Aim
In the article below on the USA PATRIOT Act, how did Dick Cheney describe Democratic criticism of Bush's handling of pre-Sept. 11 terror warnings?

Text
US Patriot Act Planned Before 9/11

2003-05-17

Richard Moore

----------
From: "dnordin" <•••@••.•••>
To: <•••@••.•••>
Subject: US Patriot Act Planned Before 9/11
Date: Sun, 27 Apr 2003 17:56:18 -0700

----------
>From: •••@••.•••
To: You Need To Know:;
Subject: I've suggested this all along...
Date: Sunday, April 27, 2003 7:20 AM

http://www.truthout.org/docs_02/05.21B.jvb.usapa.911.p.htm
The USA PATRIOT Act Was Planned Before 9/11
by Jennifer Van Bergen
t r u t h o u t | 20 May, 2002

Many people do not know that the USA PATRIOT Act was
already written and ready to go long before September
11th. Recent criticism of Bush's admission that he had
received warnings only weeks before September 11th has
made it more important to understand the origins of the
USAPA.

The USA PATRIOT Act - the so-called "Uniting and
Strengthening America by Providing Appropriate Tools
Required to Intercept and Obstruct Terrorism Act of
2001," a.k.a. the USAPA -- was enacted in the immediate
wake of 9/11, riding a wave of fear that spread over
the nation. This Act has caused much concern amongst
civil rights advocates. The Administration, however,
responded to such concerns by calling critics
unpatriotic. Now, the White House has had a similar
response to critics of Bush's recent admission of early
warnings.

White House spokesman Ari Fleischer said Friday: "I
think that any time anybody suggests or implies to the
American people that this president had specific
information that could have prevented the attacks on
our country on September 11, that crosses the lines."

Dick Cheney came out on Thursday with the statement
that Democratic criticism of Bush's handling of
pre-Sept. 11 terror warnings was "thoroughly
irresponsible." Cheney added an ominous remark to his
"Democratic friends ... that they need to be very
cautious not to seek political advantage by making
incendiary suggestions."

Cynthia McKinney responded: "If committed and patriotic
people had not been

pushing for disclosure, today's revelations would have
been hidden by the White House," she says. "Ever since
I came to Congress in 1992, there are those who have
been trying to silence my voice. I've been told to "sit
down

and shut up" over and over again. Well, I won't sit
down and I won't shut up until the full and unvarnished
truth is placed before the American people."

House Minority leader Dick Gephardt said: "Our nation
is not well served when the charge of 'partisan
politics' is leveled at those who simply seek
information that the American people need and deserve
to know."

Oddly, following Democratic criticism of Bush's
admission, came the weekend

news that the White House now anticipates an even
terrorist greater attack on American soil. Intrepid
investigative journalist Michael Ruppert, best known
for his reports claiming government's prior knowledge
of 9/11, states

that Fox TV cancelled his Saturday appearance on the
Geraldo Rivera Show due to these reports.

Material supplied
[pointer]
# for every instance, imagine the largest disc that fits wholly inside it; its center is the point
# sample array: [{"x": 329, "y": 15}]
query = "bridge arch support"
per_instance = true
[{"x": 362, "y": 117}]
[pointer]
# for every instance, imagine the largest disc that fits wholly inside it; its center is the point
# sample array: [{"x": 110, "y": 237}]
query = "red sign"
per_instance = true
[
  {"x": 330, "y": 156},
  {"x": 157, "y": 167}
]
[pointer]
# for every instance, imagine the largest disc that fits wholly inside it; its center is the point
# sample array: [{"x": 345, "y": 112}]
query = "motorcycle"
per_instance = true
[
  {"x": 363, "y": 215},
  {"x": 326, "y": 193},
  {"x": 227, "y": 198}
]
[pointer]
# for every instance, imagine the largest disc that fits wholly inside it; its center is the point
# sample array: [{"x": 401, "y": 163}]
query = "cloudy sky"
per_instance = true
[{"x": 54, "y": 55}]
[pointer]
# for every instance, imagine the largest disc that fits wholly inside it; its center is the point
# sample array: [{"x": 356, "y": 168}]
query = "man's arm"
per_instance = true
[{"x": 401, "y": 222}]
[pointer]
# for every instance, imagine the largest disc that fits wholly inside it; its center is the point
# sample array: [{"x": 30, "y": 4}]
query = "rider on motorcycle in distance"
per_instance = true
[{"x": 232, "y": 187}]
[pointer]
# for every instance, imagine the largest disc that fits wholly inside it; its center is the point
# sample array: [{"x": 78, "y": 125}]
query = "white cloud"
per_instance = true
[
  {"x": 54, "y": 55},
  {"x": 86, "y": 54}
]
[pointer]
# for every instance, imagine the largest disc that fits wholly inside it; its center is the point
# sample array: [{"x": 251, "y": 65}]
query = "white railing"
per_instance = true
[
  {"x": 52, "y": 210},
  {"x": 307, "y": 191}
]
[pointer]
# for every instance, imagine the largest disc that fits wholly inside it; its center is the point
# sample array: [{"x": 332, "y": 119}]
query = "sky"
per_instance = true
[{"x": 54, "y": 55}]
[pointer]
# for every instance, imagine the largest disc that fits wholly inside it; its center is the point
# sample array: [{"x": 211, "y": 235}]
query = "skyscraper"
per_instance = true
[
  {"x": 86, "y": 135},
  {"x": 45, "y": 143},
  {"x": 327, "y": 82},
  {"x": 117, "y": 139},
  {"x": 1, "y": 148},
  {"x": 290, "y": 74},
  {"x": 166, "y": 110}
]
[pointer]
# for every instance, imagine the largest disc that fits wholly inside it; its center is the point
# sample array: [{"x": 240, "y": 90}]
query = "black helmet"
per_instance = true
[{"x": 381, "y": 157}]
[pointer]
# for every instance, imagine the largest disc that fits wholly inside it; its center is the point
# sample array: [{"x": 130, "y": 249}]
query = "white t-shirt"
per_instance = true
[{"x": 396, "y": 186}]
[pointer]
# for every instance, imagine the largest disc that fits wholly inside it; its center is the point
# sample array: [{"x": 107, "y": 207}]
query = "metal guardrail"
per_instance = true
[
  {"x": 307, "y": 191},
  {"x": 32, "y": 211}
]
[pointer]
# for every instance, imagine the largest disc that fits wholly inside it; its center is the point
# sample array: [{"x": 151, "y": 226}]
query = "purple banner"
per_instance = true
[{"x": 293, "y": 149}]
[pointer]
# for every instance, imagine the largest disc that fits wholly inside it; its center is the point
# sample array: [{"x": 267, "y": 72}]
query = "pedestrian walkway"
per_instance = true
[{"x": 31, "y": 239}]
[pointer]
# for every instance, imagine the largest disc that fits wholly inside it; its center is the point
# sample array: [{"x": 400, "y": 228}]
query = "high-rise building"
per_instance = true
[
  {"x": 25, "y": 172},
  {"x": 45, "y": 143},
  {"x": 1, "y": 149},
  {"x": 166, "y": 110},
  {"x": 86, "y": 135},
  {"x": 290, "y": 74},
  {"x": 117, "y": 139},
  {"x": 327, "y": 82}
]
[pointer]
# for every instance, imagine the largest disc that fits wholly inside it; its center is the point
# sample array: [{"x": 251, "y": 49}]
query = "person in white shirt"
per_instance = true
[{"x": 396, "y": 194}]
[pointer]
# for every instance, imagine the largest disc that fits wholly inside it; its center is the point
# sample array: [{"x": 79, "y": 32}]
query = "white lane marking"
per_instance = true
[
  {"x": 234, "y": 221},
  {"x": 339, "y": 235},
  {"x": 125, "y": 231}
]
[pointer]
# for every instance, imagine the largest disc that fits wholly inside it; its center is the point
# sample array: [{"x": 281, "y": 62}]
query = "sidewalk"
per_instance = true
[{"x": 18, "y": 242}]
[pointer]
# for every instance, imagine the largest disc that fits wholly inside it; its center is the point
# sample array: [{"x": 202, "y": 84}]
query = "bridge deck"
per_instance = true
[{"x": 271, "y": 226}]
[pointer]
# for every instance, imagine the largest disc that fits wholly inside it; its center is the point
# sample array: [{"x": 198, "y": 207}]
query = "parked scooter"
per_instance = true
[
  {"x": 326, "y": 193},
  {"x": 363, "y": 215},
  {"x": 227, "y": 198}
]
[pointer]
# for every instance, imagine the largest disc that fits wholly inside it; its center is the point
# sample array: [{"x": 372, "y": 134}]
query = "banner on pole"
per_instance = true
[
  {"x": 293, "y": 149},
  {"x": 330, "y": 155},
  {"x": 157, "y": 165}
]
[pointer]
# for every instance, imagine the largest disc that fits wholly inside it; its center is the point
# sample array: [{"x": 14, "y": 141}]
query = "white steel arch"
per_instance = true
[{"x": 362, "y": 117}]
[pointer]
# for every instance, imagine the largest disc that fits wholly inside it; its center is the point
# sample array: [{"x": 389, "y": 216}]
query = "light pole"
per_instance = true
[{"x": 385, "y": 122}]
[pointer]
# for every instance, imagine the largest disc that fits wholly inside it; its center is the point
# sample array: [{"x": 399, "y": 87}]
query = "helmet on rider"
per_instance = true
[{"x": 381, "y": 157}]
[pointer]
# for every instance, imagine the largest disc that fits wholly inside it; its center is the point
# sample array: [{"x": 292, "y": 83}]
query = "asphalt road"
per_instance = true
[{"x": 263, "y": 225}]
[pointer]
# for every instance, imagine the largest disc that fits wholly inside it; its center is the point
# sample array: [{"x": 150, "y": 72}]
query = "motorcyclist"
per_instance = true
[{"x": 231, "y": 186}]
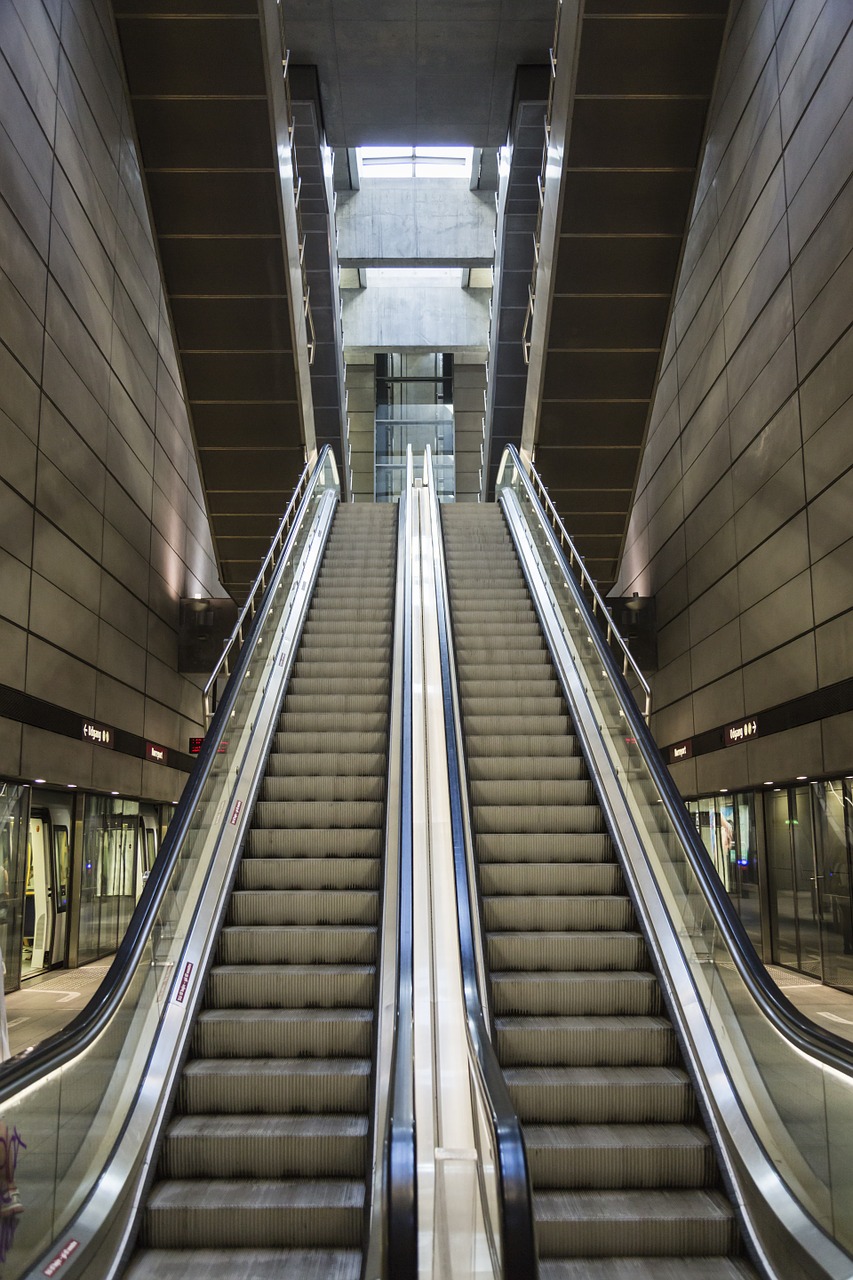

Expected answer
He called it "thoroughly irresponsible."